## ПОСТАВЛЕННЫЕ ЗАДАЧИ
#1 С какими двумя произведениями, согласно фрагменту о Валери, связан героический период его жизни?
#2 Продолжите фрагмент о Валери, начав сразу после его последнего предложения.

## ФРАГМЕНТ ТЕКСТА
____________________

От Монтеня до Арагона - Моруа Андре. Страница 98

Успех был огромен — не в смысле его широты, но в отношении качественном. После чего в свою очередь были опубликованы «Старые стихи», а затем открылись папки с записями, и французы, по крайней мере умнейшие из них, поняли, что у них появился одновременно великий поэт и великий прозаик. Как это часто случается, мир озарил ярчайшим светом как раз того, кто решил оставаться в тени. Я не стану рассказывать об этом периоде жизни Валери. Не потому, что он менее прекрасен: невозможно было принять славу с большей скромностью, простотой, благородством и иронией; однако героический период его связан с «Господином Тэстом» и «Юной Паркой». Как выразился Валери, «остальное — это шум». Прежде чем в меру своих сил попытаться представить систему Валери, я счел необходимым подготовить вас к этому величественным вступлением — историей его жизни, ибо, как вы сами знаете, система его — это неумолимая точность, это стремление начать все сначала и строить заново — не просто игра ума, но целеустремленный поиск. Как и для Декарта, для Валери система его была жизнью, и потому господин Тэст легко возвышается над господином Бержере.

____________________

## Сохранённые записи
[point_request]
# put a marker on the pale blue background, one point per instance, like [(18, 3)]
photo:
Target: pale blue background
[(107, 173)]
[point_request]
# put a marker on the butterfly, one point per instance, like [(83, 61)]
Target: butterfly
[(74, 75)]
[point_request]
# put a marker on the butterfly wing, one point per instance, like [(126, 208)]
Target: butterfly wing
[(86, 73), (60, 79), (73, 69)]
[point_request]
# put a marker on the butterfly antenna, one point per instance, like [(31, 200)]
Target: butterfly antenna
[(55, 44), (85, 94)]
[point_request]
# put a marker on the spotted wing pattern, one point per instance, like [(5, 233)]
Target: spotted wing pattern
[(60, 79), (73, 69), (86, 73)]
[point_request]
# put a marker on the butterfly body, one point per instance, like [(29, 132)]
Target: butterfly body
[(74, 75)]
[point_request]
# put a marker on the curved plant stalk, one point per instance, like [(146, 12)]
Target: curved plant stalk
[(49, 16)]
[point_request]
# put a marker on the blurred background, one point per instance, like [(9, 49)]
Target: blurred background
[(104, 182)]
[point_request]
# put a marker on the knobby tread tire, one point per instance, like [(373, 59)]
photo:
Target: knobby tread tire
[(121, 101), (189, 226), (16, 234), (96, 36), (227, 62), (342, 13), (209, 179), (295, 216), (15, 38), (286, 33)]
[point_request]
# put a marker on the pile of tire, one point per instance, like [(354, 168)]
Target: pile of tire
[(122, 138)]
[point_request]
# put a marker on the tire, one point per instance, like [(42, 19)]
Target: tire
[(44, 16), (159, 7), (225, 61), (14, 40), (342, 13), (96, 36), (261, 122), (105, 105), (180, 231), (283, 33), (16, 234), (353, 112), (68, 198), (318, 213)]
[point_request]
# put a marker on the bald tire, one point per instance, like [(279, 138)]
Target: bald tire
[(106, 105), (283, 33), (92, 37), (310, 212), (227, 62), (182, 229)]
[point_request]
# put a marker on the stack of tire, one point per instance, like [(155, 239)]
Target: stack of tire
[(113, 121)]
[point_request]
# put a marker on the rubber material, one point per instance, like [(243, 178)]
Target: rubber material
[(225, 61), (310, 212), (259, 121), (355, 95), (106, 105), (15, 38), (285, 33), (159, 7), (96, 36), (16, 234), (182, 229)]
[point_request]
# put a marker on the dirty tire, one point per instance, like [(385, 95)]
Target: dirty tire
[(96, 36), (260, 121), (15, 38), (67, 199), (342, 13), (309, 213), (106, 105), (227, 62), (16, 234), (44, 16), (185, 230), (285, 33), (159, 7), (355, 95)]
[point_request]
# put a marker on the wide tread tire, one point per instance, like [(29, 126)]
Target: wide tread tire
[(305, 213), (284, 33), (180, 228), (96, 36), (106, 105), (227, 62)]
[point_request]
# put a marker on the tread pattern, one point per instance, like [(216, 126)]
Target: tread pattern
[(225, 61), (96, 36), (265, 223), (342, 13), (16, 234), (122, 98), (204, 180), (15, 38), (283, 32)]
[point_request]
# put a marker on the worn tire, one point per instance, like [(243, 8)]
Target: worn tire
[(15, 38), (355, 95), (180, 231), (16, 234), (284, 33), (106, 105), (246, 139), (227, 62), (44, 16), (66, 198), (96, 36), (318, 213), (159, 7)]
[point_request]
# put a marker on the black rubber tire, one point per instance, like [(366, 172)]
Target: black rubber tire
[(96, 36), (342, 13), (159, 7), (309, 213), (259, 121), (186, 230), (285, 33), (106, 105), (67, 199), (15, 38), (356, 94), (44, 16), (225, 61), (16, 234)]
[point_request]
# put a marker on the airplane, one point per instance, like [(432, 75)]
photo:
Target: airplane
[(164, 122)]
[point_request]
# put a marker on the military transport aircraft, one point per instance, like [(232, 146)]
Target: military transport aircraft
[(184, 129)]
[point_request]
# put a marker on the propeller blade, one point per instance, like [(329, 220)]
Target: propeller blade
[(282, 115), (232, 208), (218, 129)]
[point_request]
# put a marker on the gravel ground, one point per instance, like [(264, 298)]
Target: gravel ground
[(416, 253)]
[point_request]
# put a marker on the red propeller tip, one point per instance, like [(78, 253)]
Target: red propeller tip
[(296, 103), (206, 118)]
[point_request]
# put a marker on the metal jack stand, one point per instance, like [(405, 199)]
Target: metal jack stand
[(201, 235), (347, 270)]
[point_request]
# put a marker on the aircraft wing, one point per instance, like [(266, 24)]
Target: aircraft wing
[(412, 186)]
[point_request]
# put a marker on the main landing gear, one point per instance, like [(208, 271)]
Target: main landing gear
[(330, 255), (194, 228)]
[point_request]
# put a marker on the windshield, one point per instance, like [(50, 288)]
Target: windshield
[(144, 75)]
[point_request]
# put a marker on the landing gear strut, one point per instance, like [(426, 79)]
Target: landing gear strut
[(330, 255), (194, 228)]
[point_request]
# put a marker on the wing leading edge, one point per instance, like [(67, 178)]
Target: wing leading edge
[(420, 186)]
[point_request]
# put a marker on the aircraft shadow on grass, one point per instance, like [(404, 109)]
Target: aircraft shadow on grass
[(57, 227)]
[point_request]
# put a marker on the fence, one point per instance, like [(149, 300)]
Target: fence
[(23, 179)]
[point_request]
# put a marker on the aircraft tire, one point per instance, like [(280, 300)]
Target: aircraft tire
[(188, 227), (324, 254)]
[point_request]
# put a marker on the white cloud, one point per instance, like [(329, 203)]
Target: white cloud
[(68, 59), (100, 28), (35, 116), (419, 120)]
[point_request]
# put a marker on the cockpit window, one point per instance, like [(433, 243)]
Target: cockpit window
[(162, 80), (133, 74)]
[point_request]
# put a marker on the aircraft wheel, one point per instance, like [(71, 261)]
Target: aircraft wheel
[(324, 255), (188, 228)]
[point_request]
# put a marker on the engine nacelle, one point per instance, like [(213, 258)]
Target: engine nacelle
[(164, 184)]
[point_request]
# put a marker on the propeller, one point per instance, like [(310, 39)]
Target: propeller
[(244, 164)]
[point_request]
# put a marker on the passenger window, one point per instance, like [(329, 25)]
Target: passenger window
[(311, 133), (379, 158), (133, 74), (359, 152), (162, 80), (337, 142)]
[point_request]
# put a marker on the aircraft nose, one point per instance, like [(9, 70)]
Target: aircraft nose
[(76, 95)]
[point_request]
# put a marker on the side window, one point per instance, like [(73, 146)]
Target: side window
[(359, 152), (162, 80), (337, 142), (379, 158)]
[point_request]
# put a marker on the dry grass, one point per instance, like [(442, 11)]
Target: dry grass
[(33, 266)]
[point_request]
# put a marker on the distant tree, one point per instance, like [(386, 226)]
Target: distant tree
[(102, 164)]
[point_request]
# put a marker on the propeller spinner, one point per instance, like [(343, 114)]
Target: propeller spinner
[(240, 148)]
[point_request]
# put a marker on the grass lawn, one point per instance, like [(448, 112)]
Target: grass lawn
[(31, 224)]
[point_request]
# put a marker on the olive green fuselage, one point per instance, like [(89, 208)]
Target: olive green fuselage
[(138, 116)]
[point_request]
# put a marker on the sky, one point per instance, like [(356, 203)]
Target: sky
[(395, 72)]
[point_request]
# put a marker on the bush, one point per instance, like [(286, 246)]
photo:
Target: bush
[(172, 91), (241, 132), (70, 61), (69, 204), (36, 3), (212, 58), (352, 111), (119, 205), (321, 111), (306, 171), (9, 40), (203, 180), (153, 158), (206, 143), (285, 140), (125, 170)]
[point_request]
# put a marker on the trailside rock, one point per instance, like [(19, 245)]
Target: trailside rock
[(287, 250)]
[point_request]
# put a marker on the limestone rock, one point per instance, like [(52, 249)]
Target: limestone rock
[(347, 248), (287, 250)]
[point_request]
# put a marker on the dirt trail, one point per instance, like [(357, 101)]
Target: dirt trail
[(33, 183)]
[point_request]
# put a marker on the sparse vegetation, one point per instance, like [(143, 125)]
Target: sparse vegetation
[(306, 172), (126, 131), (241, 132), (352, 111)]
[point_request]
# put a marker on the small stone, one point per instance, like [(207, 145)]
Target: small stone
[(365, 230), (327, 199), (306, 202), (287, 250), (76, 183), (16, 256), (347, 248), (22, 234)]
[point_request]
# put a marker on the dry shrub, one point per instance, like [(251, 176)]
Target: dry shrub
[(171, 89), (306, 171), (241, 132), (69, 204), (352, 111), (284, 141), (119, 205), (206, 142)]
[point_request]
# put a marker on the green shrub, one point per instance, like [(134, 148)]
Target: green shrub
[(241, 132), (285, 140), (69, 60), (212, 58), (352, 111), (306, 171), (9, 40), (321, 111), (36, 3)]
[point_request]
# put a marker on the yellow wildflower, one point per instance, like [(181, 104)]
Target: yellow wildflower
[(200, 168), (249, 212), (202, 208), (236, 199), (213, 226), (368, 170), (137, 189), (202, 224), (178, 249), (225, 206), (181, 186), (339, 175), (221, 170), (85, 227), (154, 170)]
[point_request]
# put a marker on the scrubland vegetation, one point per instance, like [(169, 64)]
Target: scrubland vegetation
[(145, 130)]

____________________

## РЕЗУЛЬТАТЫ ВЫПОЛНЕНИЯ
#1 С «Господином Тэстом» и «Юной Паркой».

#2
IV. Введение в систему Поля Валери

1. Точность.

«Не симпатия, Натанаэль, но любовь», — читаем мы в начале «Яств земных» …В первых строках «Введения в метод Поля Валери» я написал бы: «Не ясность, Эриксимах [598], но точность». Слово «ясность» отнюдь не ясно. Но что же ясно? Некоторым критикам и читателям Валери представляется темным. «…Я поистине огорчен тем, — говорит он, — что навожу печаль на этих любителей света. Меня влечет к себе одна ясность. Увы! Вы — друг мне, и я решаюсь заверить вас, что почти ни в чем не нахожу ее… Темноты, приписываемые мне, пустячны и призрачны в сравнении с теми, которые я открываю всюду кругом. Счастливы прочие, условившиеся между собой, что они прекрасно понимают друг друга… Я и впрямь, друг мой, создан из некоего злосчастного разума, который так никогда и не уверен, уразумел ли он то, что уразумел, сам того не замечая. Я до чрезвычайности плохо отличаю самоочевидно ясное от положительно темного» [599].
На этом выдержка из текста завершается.